# SUPPLIED DATA start

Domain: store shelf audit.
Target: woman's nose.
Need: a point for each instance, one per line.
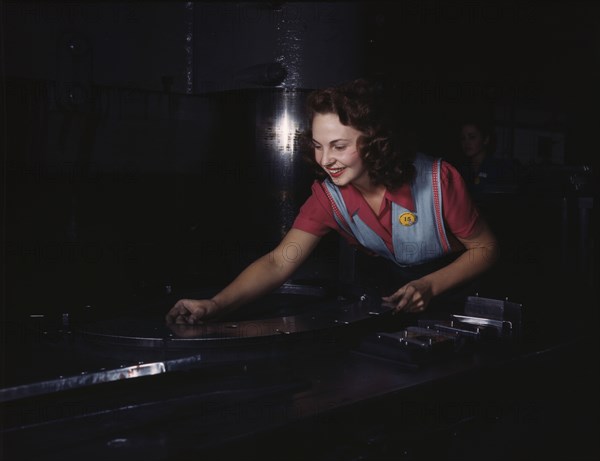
(326, 157)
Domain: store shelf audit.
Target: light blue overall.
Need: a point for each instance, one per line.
(422, 242)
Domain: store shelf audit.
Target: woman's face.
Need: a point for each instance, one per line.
(336, 150)
(472, 141)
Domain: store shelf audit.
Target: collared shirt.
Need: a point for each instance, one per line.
(459, 212)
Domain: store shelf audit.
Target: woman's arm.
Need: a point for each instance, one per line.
(481, 253)
(261, 277)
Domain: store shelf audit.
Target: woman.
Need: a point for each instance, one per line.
(411, 210)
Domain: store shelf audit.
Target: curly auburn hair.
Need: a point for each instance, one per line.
(358, 105)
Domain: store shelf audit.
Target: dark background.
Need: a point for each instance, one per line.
(138, 136)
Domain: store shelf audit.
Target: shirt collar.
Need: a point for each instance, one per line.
(401, 196)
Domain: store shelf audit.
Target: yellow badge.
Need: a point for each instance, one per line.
(407, 219)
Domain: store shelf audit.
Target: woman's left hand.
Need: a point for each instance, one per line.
(412, 297)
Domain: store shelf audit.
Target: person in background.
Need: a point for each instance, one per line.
(411, 211)
(483, 172)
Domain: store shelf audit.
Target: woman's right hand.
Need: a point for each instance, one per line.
(191, 311)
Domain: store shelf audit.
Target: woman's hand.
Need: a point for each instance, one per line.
(412, 297)
(190, 311)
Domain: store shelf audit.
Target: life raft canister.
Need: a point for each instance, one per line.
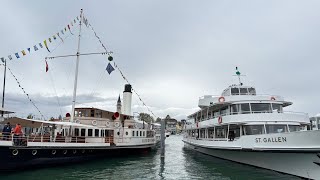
(221, 99)
(219, 119)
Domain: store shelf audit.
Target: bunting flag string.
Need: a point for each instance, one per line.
(110, 59)
(45, 42)
(25, 93)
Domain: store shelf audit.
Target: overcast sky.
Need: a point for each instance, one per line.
(171, 51)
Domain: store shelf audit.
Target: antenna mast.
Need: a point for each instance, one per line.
(76, 72)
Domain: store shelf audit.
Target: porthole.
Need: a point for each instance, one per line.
(15, 152)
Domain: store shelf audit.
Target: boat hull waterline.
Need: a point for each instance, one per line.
(306, 165)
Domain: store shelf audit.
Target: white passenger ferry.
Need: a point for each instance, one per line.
(253, 129)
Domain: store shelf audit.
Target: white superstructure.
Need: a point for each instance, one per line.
(243, 126)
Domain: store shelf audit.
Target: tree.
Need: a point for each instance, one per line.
(146, 117)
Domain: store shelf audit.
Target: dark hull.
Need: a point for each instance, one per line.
(27, 158)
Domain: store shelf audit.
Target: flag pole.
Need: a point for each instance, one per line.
(76, 71)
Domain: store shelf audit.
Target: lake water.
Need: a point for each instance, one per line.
(179, 163)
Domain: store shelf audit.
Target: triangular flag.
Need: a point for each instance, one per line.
(45, 43)
(69, 29)
(109, 68)
(47, 67)
(35, 48)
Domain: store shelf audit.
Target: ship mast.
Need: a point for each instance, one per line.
(4, 85)
(76, 71)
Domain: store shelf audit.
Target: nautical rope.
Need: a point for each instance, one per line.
(117, 67)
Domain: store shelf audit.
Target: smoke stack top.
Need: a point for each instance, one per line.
(127, 88)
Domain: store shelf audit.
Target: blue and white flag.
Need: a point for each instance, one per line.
(109, 68)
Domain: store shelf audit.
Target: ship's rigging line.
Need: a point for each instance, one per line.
(121, 71)
(26, 93)
(23, 89)
(117, 67)
(50, 73)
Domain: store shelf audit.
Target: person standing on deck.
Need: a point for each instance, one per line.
(6, 131)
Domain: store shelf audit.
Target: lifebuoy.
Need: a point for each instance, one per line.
(221, 99)
(94, 122)
(116, 124)
(219, 119)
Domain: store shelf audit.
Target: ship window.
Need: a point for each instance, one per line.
(254, 129)
(211, 132)
(243, 91)
(76, 132)
(245, 108)
(277, 107)
(96, 132)
(260, 107)
(276, 128)
(235, 108)
(90, 132)
(83, 132)
(252, 91)
(234, 91)
(293, 128)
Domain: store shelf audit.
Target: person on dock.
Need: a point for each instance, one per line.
(6, 131)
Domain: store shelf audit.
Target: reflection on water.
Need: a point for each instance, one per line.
(179, 163)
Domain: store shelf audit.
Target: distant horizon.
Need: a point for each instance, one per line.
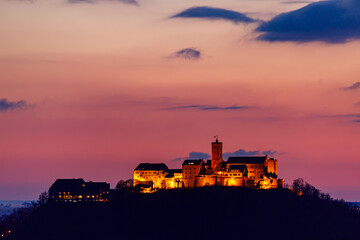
(92, 88)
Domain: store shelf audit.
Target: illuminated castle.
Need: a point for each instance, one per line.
(248, 171)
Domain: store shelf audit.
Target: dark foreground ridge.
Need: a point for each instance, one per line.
(189, 214)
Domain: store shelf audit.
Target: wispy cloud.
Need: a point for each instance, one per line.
(334, 21)
(354, 86)
(187, 53)
(297, 2)
(193, 155)
(7, 105)
(208, 107)
(214, 14)
(354, 117)
(134, 2)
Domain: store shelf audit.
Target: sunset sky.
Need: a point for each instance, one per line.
(91, 88)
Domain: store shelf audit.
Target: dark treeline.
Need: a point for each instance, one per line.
(202, 213)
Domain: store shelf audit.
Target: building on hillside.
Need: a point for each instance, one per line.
(77, 190)
(245, 171)
(151, 176)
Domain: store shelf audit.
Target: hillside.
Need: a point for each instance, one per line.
(204, 213)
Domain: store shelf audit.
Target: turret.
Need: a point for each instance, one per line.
(216, 155)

# SUPPLIED DATA end

> _WRITTEN INSTRUCTION_: Count the lines in the records above that contain the string "woman", with case counting, and reply with only the number.

> _FINAL ANSWER_: 7